───── Source material

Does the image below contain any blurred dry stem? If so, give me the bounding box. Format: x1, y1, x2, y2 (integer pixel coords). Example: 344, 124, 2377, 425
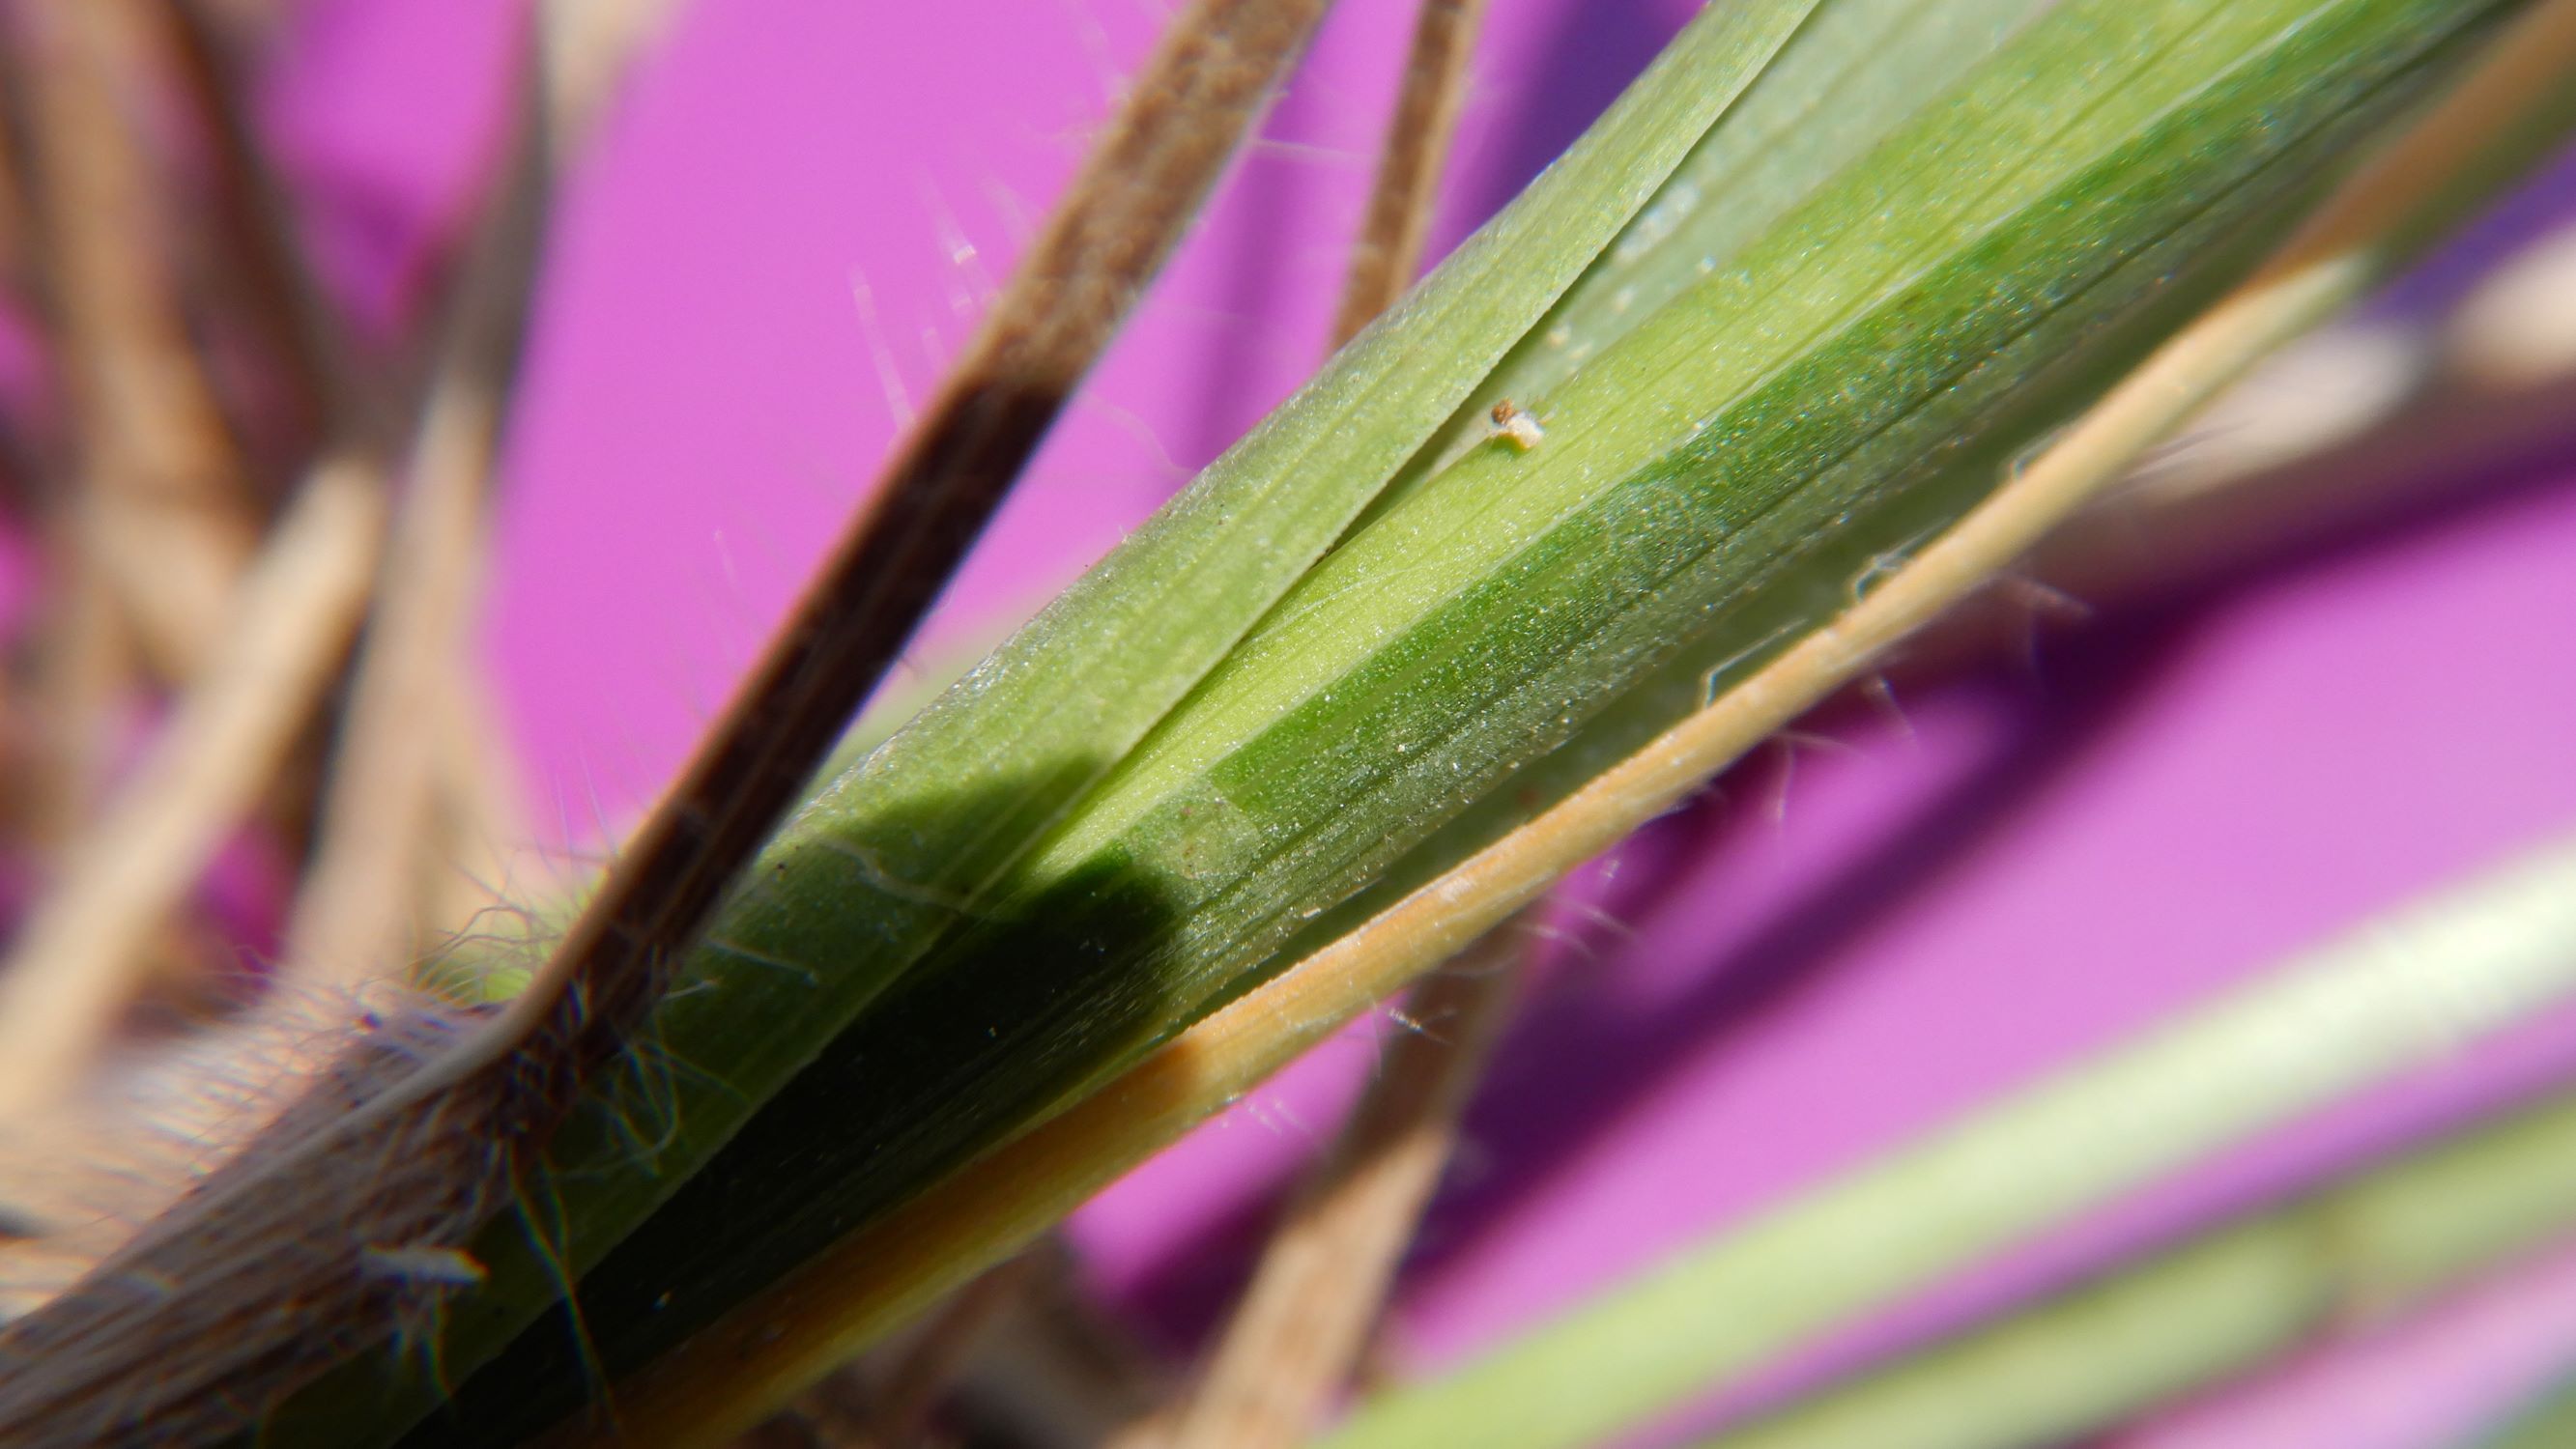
948, 1240, 1175, 1449
18, 0, 258, 684
0, 0, 347, 1125
0, 454, 384, 1118
0, 1, 680, 1440
2452, 220, 2576, 383
163, 0, 373, 451
781, 1255, 1042, 1449
1161, 935, 1525, 1449
1328, 0, 1486, 348
277, 0, 674, 1016
12, 0, 245, 862
846, 1261, 1030, 1446
0, 0, 566, 1132
1908, 312, 2576, 682
0, 0, 431, 1122
0, 43, 35, 298
279, 43, 554, 1005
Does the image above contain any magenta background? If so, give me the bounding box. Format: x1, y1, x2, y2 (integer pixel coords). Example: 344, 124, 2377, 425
250, 1, 2576, 1441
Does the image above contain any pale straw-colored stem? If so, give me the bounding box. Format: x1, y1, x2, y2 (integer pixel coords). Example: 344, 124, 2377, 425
1159, 930, 1526, 1449
0, 456, 386, 1119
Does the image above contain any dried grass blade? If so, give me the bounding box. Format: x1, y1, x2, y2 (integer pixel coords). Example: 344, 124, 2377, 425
1327, 0, 1487, 347
17, 0, 258, 682
163, 0, 371, 447
0, 458, 384, 1119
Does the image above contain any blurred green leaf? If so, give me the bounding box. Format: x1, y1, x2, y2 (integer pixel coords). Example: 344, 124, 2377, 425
1325, 835, 2576, 1449
1688, 1084, 2576, 1449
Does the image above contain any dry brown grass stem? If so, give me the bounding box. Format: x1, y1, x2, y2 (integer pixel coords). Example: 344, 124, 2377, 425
19, 0, 259, 683
1328, 0, 1488, 349
9, 0, 247, 858
0, 0, 561, 1235
0, 0, 431, 1123
943, 1238, 1174, 1448
277, 78, 553, 1001
163, 0, 373, 448
0, 0, 302, 1098
1902, 339, 2576, 681
279, 0, 693, 1006
807, 1255, 1040, 1449
1162, 942, 1525, 1449
0, 455, 385, 1119
0, 47, 36, 300
284, 0, 703, 1010
18, 531, 129, 851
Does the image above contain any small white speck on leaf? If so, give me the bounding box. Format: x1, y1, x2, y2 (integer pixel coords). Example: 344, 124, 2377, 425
1489, 399, 1545, 451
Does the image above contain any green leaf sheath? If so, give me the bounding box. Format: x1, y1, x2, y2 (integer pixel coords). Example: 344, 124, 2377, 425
272, 3, 1827, 1442
398, 0, 2529, 1440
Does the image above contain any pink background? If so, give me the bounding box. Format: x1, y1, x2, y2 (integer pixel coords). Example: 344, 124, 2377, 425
247, 1, 2576, 1440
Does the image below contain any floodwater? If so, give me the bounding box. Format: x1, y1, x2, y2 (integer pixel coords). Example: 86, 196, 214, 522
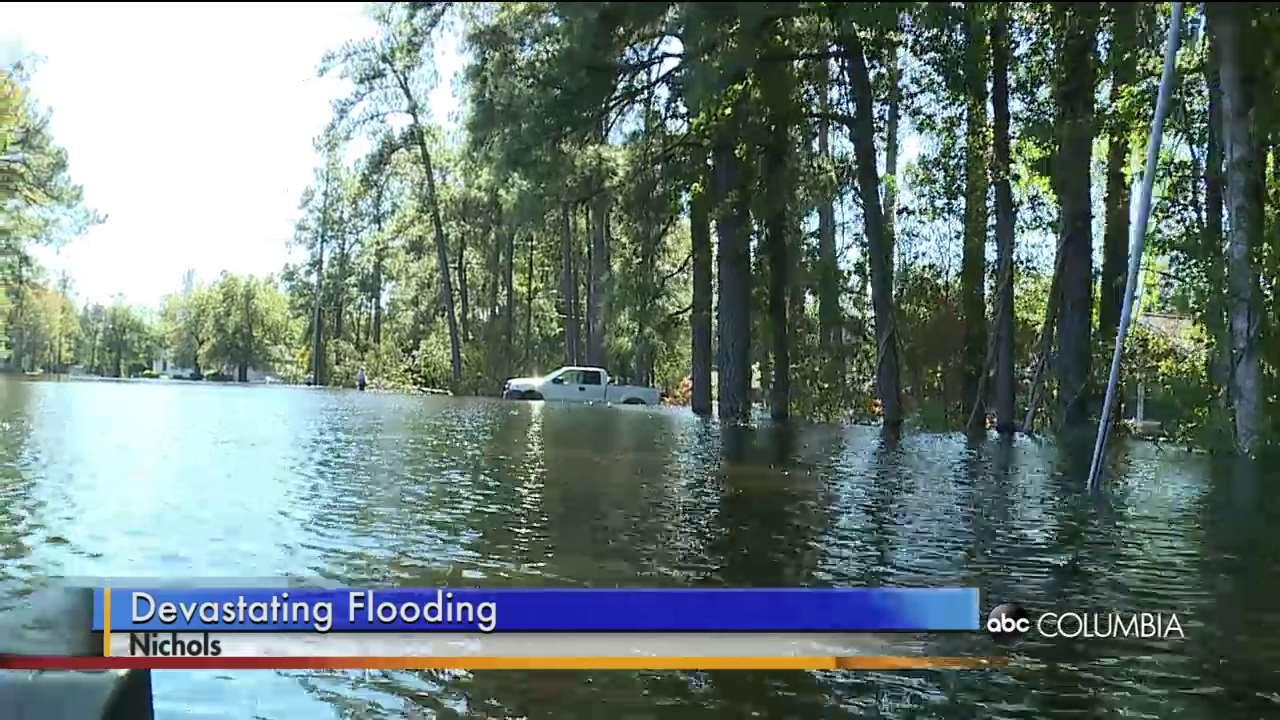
1, 376, 1278, 719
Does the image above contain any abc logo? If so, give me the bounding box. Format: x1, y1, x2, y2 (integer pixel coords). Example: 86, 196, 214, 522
986, 603, 1030, 641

──────────

• **What you have to do**
Leaving every picture out, output the data exactly as it stands.

• **Answer to this task**
Does the image below contain any blurred dry stem? If so, give me the bounding box. Format: x1, y1, x2, y2 (integer pixel coords). Example: 344, 124, 2377, 425
948, 1240, 1175, 1449
18, 0, 258, 684
0, 0, 347, 1125
0, 454, 384, 1118
0, 1, 680, 1440
2452, 220, 2576, 383
163, 0, 373, 451
781, 1255, 1042, 1449
1161, 935, 1525, 1449
1328, 0, 1486, 348
277, 0, 674, 1016
12, 0, 245, 862
846, 1261, 1030, 1446
0, 0, 566, 1132
1908, 312, 2576, 682
0, 0, 431, 1122
0, 43, 35, 298
279, 43, 554, 1005
Does the image above contain any magenta background? If so, give me the bounding box. Format: x1, y1, x2, y2 (integer pixel coords). Example: 344, 124, 2377, 425
250, 1, 2576, 1441
Does the image above contain any pale straw-colored stem? If so, give me the bounding box. Format: x1, y1, x2, y2 (integer pixel coords). Example: 344, 124, 2377, 425
1159, 930, 1526, 1449
0, 456, 386, 1119
Does the image above contain any dried grass blade? If so, give me the bounding box. Format: x1, y1, x2, y2 (integer pixel coords). Example: 344, 124, 2377, 425
1327, 0, 1487, 347
17, 0, 258, 682
163, 0, 371, 447
0, 458, 384, 1119
Does the image above contain any blurred green leaf? If so, give me the bounding box. Format: x1, y1, x2, y2 (integer pixel coords). Example: 344, 124, 2377, 425
1325, 835, 2576, 1449
1688, 1084, 2576, 1449
Does the image above contain any dry brown grass stem? If so, give me the bounding box. Format: x1, y1, x2, y2 (integer pixel coords). Example: 344, 124, 2377, 425
19, 0, 259, 683
1328, 0, 1488, 349
9, 0, 247, 858
0, 0, 561, 1235
0, 0, 431, 1123
943, 1238, 1174, 1448
277, 78, 553, 1001
163, 0, 373, 448
0, 0, 302, 1098
1902, 339, 2576, 681
279, 0, 693, 1006
807, 1255, 1040, 1449
1162, 942, 1525, 1449
0, 455, 385, 1119
0, 47, 36, 300
284, 0, 703, 1010
18, 531, 129, 851
Does the image above contain any small white speck on leaf? If so, give me the bounding box. Format: x1, y1, x2, y2 (integer pixel coords). Example: 344, 124, 2377, 425
1489, 399, 1545, 451
Does the image above contain any green leaf sheath? If so, give me the bounding box. Format: x1, y1, x2, y2 (integer pixel coords). Example: 344, 124, 2377, 425
272, 3, 1827, 1442
398, 0, 2529, 1440
Does the image above contain any pink background? If so, give me the bounding box. Format: x1, y1, x2, y2 (integer pixel coords). Example: 344, 124, 2377, 425
247, 1, 2576, 1440
Does the image below contain any floodwater? If so, give me the bounding box. Format: x1, y1, x2, y2 (integer pixel coords). Example: 86, 196, 214, 522
1, 376, 1278, 719
Does the image above contain any abc logo? If so, give me the bounding box. Format: x1, y1, x2, y2 (integer pixel coords). Example: 86, 196, 214, 522
986, 603, 1030, 641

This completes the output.